§ **WRITTEN EXERCISE**: Reproduce every line of the data below verbatim, leaving out the pictures.

§ **DATA**:
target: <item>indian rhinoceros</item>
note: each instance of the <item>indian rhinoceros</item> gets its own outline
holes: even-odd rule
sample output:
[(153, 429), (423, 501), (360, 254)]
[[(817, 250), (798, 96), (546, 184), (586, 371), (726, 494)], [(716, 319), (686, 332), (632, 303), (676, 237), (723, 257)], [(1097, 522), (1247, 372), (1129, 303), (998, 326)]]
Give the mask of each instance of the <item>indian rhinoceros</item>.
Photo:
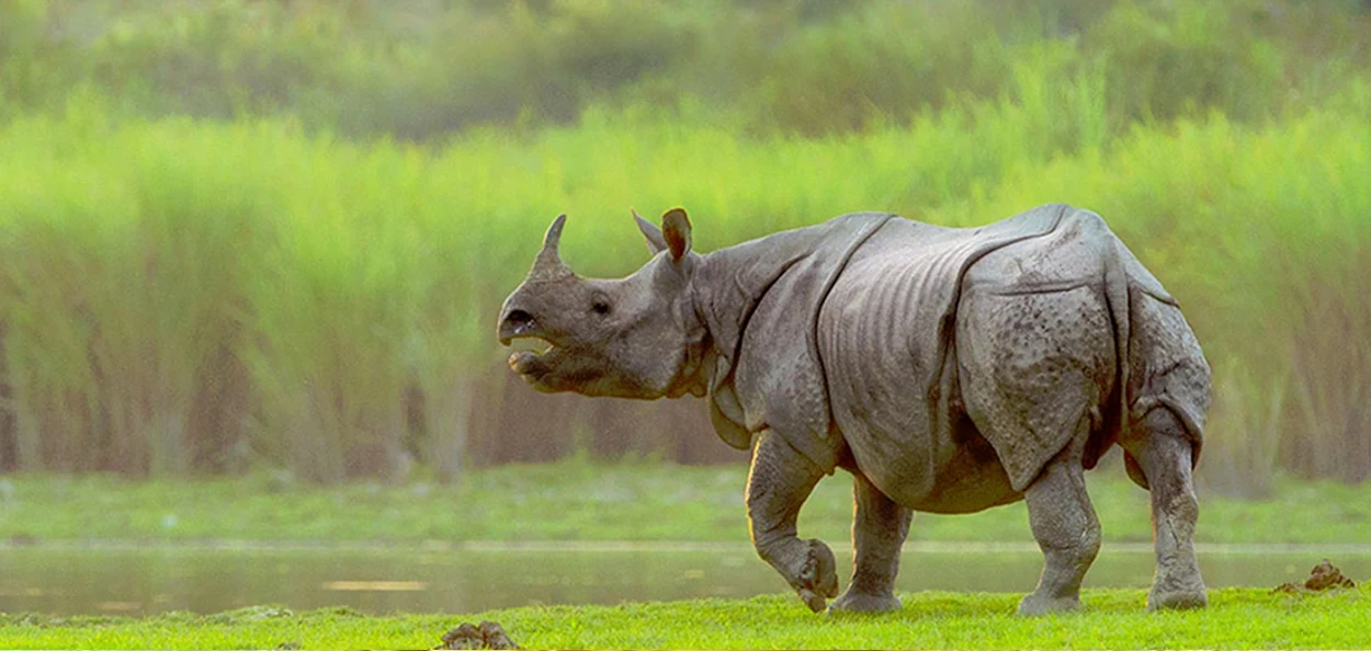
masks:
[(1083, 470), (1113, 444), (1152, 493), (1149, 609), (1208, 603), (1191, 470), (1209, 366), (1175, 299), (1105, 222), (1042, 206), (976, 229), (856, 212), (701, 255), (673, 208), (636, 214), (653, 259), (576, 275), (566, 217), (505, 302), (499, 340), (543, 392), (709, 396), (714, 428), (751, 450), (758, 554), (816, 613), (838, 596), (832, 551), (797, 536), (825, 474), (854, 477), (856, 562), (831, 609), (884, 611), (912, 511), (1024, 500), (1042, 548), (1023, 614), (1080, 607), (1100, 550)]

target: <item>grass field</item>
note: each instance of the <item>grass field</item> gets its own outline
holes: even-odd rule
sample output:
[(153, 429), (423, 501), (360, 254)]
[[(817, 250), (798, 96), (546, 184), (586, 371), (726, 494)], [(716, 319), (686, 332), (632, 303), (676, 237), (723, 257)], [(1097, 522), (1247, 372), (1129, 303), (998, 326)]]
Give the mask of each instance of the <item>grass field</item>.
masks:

§ **OUTPUT FOR THIS EXERCISE**:
target: <item>indian rhinoceros</item>
note: each instance of the <item>indian rhinoceros</item> gets its own outline
holes: even-odd rule
sample output:
[(153, 429), (423, 501), (360, 254)]
[[(817, 250), (798, 96), (546, 184), (586, 371), (726, 494)], [(716, 319), (686, 332), (632, 303), (676, 237), (723, 257)], [(1097, 522), (1247, 372), (1129, 303), (998, 326)]]
Give the mask of each instance of the <item>indian rhinoceros</item>.
Photo:
masks:
[(1083, 470), (1113, 444), (1152, 493), (1149, 609), (1208, 603), (1191, 470), (1209, 366), (1175, 299), (1105, 222), (1042, 206), (976, 229), (856, 212), (701, 255), (673, 208), (636, 214), (653, 259), (576, 275), (566, 217), (505, 302), (499, 340), (543, 392), (709, 396), (714, 428), (751, 450), (758, 554), (816, 613), (838, 596), (832, 551), (797, 536), (825, 474), (854, 477), (856, 562), (831, 609), (884, 611), (912, 511), (1024, 500), (1042, 548), (1023, 614), (1080, 607), (1100, 550)]

target: <item>grass field</item>
note: each instance of the <item>grass field</item> gets its own outline
holes: even-odd rule
sample output:
[(153, 429), (423, 501), (360, 254)]
[[(817, 250), (798, 96), (546, 184), (586, 371), (726, 494)], [(716, 319), (686, 332), (632, 303), (676, 237), (723, 257)], [(1097, 522), (1247, 372), (1129, 303), (998, 326)]]
Give the mask of each instance of the <item>grass field</item>.
masks:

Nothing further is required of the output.